For a short time, in mid 1954, Charlie returned to Knoxville, and teamed up with Danny again. It was while they were appearing for Cas Walker that Dolly Parton made guest appearances on the show. “The first time she ever sang on the show she was about 8 or 9 years old. She was a very good singer . . . when she’d come out, Cas would say ‘We have little Miss Dolly Parton, she’s gonna do a number here’ . . . she just guested on the show with us.”
In late 1954, Charlie was back on his own, playing on the WRVA “Old Dominion Barn Dance’’ in Richmond, Virginia. “This is where I had the McCumbee sisters and their brother, Sonny McCumbee . . . that’s the same time Reno and Smiley and Mac Wiseman was there. We were there about 6 months.” In mid 1955, he went back to WWVA. “Carol McCumbee got married, and the others left . . . Phyllis McCumbee stayed on . . . she played the accordian . . . that’s when I got Bob and Sonny, the Osborne Brothers.” In late 1955, they cut some hymns for one of the WWVA souvenir package offers. On “After The Sunrise” . . . the guy singin’ bass was the program director of the station. He had a heart attack. He was only 52 years old when he passed away . . . about 6 or 7 years ago . . . Paul Myers was his name . . . and Lee Sutton was on some of ’em. They were cut at 2 different sessions. $2.98 for 18 Country Hymns, and I had 11 of ’em.”
“The Osbornes worked for sometime, then they wanted to branch out on their own. When they left, I brought Chubby Collier in on fiddle, and Jimmy Elrod on banjo, and Ray Myers, the armless musician … he was tourin’ with us then. He was a great attraction … a great entertainer. He wasn’t the greatest musician, but it’s good to see a guy handicapped like that make it. We played in Canada and we’d built him up quite strong . . . we turned people away after 7 shows. It was about 3 O’Clock in the mornin’ when we got finished at the theater. He was the kind of guy you didn’t mind payin’ the money to . . . ’cause he would put that many in the auditorium for you, just to see him perform.”
Early in 1956, while touring the New England states, they cut the Event sessions in Westbrook, Maine. “Al Hawkes came out to our show … we got to talkin’ . . . about starting a record label. He said ‘Would you record for me?’ and I said “Why, sure” … he and his wife are real nice people . . . they’d been out to 3 or 4 of our shows. So we recorded for him … I was the first to record on his label. This is how he came to name it Event. He said “Well, I’ve got Charlie Bailey and the Happy Valley Boys . . . this is some event” . . . and his wife said ‘Well, why don’t you call the record Event?’ So he named it Event Records.”

_____

- [PARTS OF THE EXERCISE]:
• A. In the Charlie Bailey account, how did Al Hawkes's record label get the name Event?
• B. Write the next part of the Charlie Bailey account, starting after its last sentence.

- [MATERIAL PROVIDED]:
_____

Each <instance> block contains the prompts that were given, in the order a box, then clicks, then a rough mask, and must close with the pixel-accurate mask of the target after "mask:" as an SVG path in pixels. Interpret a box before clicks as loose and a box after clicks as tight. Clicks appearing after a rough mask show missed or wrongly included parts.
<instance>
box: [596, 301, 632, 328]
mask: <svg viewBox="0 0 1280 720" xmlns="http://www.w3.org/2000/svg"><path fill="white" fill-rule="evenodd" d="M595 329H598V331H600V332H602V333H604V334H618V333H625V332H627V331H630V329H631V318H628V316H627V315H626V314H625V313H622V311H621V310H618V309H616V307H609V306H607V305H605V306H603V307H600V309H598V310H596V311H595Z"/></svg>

_____

- [RESULTS FOR THE EXERCISE]:
• A. Hawkes remarked that having Charlie Bailey and the Happy Valley Boys record for him was "some event." His wife then suggested calling the label Event, so he named it Event Records.

• B.
In 1957, Charlie and Danny teamed up for the final time. “We went back to the Tennessee Barn Dance and CBS Country Style . . . coast to coast network on Saturday night in Knoxville, WNOX.” In September of 1957, BU’S Pete Kuykendall was travelling through the south and visited the Baileys while they were appearing on the Mid-Day-Merry-Co-Round. Pete sat in as fiddler on their show, along with regulars Larry Mathis on banjo, and Ray Atkins on bass. During this show, a tape recording was made of 4 songs, which still stand today as possibly the best examples of the Bailey Brothers sound. The numbers were “Take Me Back To Happy Valley”, “Midnight On The Stormy Deep”, “Little Maggie”, and “No Disappointment In Heaven”.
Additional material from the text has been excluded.